**ASSIGNED TASK**
Copy all of the data that follows without altering a word.

----

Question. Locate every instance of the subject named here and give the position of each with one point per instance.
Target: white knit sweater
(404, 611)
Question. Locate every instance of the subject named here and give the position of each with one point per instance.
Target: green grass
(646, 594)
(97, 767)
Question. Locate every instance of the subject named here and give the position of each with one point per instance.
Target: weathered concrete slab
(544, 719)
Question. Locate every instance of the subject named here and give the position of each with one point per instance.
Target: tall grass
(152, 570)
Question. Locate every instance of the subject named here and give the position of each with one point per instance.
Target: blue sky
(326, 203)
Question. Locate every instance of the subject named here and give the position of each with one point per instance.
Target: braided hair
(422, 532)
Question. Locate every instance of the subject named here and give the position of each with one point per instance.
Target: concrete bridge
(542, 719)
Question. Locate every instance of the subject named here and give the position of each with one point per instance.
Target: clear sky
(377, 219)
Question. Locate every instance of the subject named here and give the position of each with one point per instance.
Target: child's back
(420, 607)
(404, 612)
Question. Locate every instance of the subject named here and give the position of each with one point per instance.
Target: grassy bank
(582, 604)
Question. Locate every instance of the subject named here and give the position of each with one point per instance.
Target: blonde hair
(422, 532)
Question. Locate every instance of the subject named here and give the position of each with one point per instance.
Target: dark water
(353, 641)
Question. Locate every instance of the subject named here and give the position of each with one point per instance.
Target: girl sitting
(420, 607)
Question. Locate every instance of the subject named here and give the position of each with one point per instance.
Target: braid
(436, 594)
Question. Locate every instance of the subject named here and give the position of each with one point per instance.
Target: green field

----

**COMPLETED TASK**
Question. Locate every instance of the subject named here and give the position of each with one point per instance.
Target: white knit sweater
(404, 611)
Question. Locate every instance of the subject named here and give the position of each with one point per instance.
Target: green grass
(646, 594)
(97, 767)
Question. Locate every instance of the subject named here and give the position of each with one point per instance.
Target: weathered concrete slab
(544, 719)
Question. Locate every instance of the subject named here and give the position of each with one point per instance.
Target: tall grass
(152, 570)
Question. Locate every instance of the subject named here and give the position of each with one point per instance.
Target: blue sky
(326, 203)
Question. Locate every instance of the subject named here and give the position of each with one point per instance.
Target: braided hair
(422, 532)
Question. Locate every instance of the subject named here and give the position of each with one point per instance.
Target: concrete bridge
(542, 719)
Question. Locate every instance of the subject named here and give the position of each with one point per instance.
Target: clear sky
(377, 219)
Question. Locate every instance of the subject named here and give the position of each with one point per instance.
Target: child's back
(420, 607)
(404, 612)
Question. Locate every instance of the subject named here and give the position of each with one point per instance.
Target: grassy bank
(582, 604)
Question. Locate every instance of the subject named here and give the position of each with one point per instance.
Target: blonde hair
(422, 532)
Question. Locate every instance of the subject named here and give the position of each with one point per instance.
Target: dark water
(353, 641)
Question. Locate every instance of the subject named here and give the position of each with one point per instance.
Target: girl sitting
(420, 607)
Question. Locate every instance of the subject named here and give the position of each with one point per instance.
Target: braid
(436, 594)
Question. Locate every instance of the subject named here and give the position of each with one point per instance.
Target: green field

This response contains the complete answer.